WHAT TO PRODUCE ▸
Turn the listing below into a JSON list of strings, one string per line, leaving out any blank lines.

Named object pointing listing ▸
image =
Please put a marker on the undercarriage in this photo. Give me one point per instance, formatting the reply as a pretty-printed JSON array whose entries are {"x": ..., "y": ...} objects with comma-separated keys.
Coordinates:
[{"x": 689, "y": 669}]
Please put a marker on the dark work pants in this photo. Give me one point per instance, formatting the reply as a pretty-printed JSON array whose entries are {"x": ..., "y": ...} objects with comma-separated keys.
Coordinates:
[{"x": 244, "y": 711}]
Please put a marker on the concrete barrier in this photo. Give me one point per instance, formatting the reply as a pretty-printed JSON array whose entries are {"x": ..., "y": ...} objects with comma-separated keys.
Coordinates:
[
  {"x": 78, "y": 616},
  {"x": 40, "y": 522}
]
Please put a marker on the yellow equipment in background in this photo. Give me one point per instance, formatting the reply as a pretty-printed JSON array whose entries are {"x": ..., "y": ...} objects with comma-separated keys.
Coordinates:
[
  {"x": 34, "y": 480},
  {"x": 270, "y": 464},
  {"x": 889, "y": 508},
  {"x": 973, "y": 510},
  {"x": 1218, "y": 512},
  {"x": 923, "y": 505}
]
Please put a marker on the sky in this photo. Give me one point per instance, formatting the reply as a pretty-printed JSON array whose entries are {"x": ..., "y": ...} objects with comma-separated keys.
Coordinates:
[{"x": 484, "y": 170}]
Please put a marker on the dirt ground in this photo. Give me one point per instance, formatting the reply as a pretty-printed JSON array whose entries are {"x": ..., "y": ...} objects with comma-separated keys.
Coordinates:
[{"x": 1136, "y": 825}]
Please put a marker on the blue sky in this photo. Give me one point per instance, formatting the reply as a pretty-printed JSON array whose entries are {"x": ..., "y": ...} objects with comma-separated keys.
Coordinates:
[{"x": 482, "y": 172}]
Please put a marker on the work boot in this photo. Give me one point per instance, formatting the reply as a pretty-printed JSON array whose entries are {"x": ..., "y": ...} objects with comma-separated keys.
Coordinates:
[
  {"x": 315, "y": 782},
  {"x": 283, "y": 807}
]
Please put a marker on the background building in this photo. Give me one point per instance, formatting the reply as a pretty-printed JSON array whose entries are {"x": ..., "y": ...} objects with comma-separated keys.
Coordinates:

CORRECT RESPONSE ▸
[
  "image =",
  "Please put a marker on the undercarriage in this photo. Give me one point per instance, formatting the reply as a pretty-printed JSON array whose entries are {\"x\": ..., \"y\": ...} objects with comma-separated keys.",
  "Coordinates:",
  "[{\"x\": 689, \"y\": 669}]",
  "Please put a marker on the dark work pants in this photo. Give me one point per instance, formatting the reply as a pretty-printed JSON array whose entries are {\"x\": ..., \"y\": ...} objects with comma-separated keys.",
  "Coordinates:",
  "[{\"x\": 244, \"y\": 711}]",
  "Please put a marker on the concrete barrier in this photo. Give me one point per instance, formatting the reply as a pretty-printed JSON array whose entries are {\"x\": ..., \"y\": ...} objects with comma-separated keys.",
  "Coordinates:",
  "[",
  "  {\"x\": 78, \"y\": 616},",
  "  {\"x\": 40, \"y\": 522}",
  "]",
  "Please put a marker on the yellow equipment in background in this photo. Give me one point per instance, formatting the reply as a pretty-printed JSON array whose entries are {\"x\": ..., \"y\": ...} objects with comma-separated keys.",
  "Coordinates:",
  "[",
  "  {\"x\": 34, \"y\": 480},",
  "  {\"x\": 270, \"y\": 464},",
  "  {\"x\": 889, \"y\": 508},",
  "  {\"x\": 973, \"y\": 510},",
  "  {\"x\": 1218, \"y\": 512},",
  "  {\"x\": 923, \"y\": 505}",
  "]",
  "Please put a marker on the sky in this photo. Give me one point per instance, formatting the reply as a pretty-printed JSON array whose entries are {\"x\": ..., \"y\": ...} objects with comma-separated keys.",
  "Coordinates:",
  "[{\"x\": 484, \"y\": 170}]",
  "Please put a marker on the dirt ground in this photo. Give me one point per instance, formatting the reply as a pretty-printed JSON array whose entries are {\"x\": ..., \"y\": ...} objects with comma-separated keys.",
  "Coordinates:",
  "[{\"x\": 1136, \"y\": 825}]",
  "Please put a marker on the blue sky in this photo. Give me one point per instance, formatting the reply as a pretty-printed JSON array whose entries are {\"x\": ..., \"y\": ...} objects with comma-separated keys.",
  "Coordinates:",
  "[{\"x\": 482, \"y\": 172}]",
  "Please put a marker on the work boot in this photo. Give me one point per instance, formatting the reply as a pretty-printed JSON array whose entries are {\"x\": ..., \"y\": ...} objects with comma-separated keys.",
  "Coordinates:",
  "[",
  "  {\"x\": 315, \"y\": 782},",
  "  {\"x\": 283, \"y\": 807}",
  "]",
  "Please put a marker on the background building in this photo. Give me one point per instance, formatting the reply as a pretty-printed JSON array whose entries are {\"x\": ..., \"y\": ...} objects with comma-separated keys.",
  "Coordinates:"
]